--- Records provided ---

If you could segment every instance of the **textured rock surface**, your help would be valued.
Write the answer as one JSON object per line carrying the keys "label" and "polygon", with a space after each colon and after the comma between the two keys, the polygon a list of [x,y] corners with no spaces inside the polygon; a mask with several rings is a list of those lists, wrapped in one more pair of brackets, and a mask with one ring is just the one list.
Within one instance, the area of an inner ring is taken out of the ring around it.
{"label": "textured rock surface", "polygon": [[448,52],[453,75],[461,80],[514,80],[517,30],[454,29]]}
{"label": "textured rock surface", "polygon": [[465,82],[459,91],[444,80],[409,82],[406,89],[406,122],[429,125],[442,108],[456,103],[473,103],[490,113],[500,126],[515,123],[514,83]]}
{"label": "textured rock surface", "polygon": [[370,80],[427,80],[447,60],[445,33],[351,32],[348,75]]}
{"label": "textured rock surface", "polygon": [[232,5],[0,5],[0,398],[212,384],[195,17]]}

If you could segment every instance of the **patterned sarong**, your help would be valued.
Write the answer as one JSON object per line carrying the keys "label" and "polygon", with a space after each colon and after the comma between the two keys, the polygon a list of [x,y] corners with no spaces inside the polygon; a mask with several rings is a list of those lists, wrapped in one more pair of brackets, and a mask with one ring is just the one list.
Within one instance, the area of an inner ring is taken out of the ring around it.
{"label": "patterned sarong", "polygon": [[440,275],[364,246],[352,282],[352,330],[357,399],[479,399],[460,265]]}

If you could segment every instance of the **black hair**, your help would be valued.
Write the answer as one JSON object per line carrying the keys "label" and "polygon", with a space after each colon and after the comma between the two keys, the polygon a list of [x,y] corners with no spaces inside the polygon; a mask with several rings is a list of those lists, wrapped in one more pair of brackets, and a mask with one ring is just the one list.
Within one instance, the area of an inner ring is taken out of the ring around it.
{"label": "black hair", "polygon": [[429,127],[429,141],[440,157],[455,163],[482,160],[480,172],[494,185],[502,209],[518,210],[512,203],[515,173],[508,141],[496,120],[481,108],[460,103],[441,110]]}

---
--- Records provided ---

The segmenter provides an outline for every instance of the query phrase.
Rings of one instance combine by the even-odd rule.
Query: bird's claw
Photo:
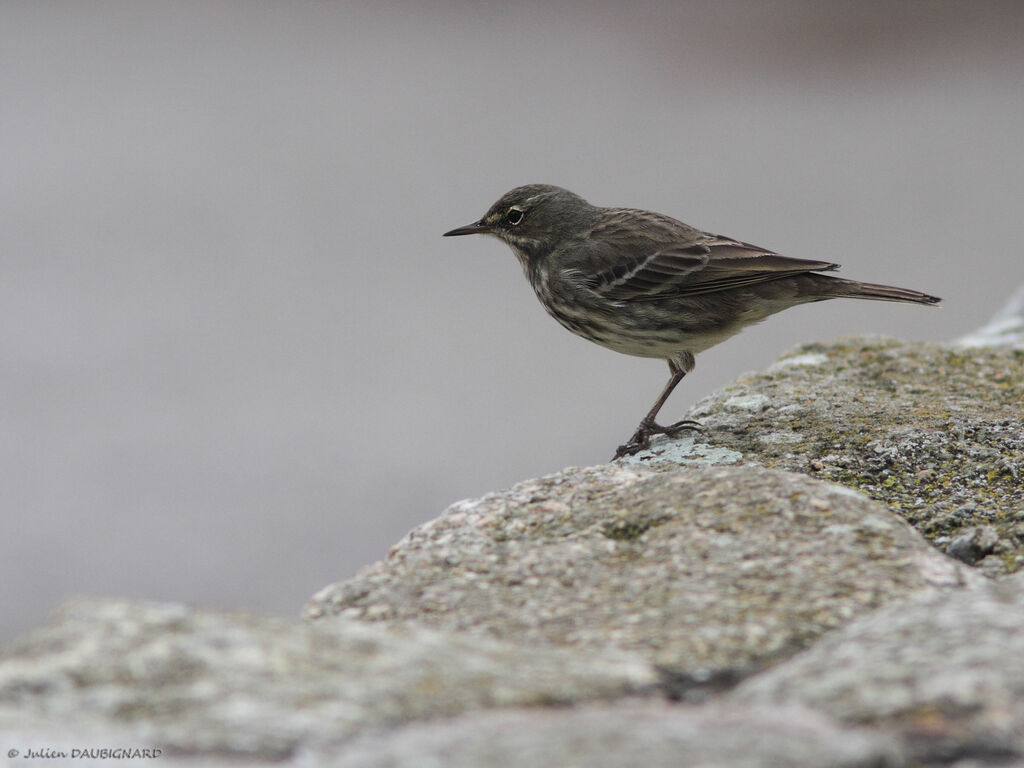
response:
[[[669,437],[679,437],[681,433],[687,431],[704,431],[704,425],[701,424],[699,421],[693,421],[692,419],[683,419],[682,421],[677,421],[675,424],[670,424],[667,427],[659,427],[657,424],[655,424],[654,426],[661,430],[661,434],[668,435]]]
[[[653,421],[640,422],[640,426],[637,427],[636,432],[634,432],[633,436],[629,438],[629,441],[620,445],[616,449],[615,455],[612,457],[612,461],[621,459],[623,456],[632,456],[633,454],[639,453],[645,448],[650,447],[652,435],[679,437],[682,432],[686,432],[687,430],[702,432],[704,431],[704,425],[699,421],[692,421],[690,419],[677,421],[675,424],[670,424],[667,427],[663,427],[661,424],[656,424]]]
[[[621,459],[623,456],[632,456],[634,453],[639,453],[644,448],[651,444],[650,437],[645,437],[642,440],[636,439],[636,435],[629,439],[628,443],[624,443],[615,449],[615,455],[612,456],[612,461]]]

---

### Assignment
In the entries above, find the line holding "If you could segment every instance of the **patterned" and the line holding "If you could segment every instance of the **black", then retype exactly those two lines and every line between them, and nothing else.

### Response below
If you could segment every instance of the **patterned sarong**, your help would be valued.
Write the answer as one JSON object per line carrying the keys "label" and "polygon", with a space after each colon and after the comma between the two keys, the polygon a list of [x,y] corners with no spaces inside the polygon; a mask with several rings is a list of those lists, wrapped in one more pair of brackets, and a mask with one ring is just the one list.
Within one instance, the area of an inner ring is taken out of the ring around it.
{"label": "patterned sarong", "polygon": [[440,275],[364,246],[352,282],[352,330],[357,399],[479,399],[460,265]]}

If you could segment every instance of the **black hair**, your help would be valued.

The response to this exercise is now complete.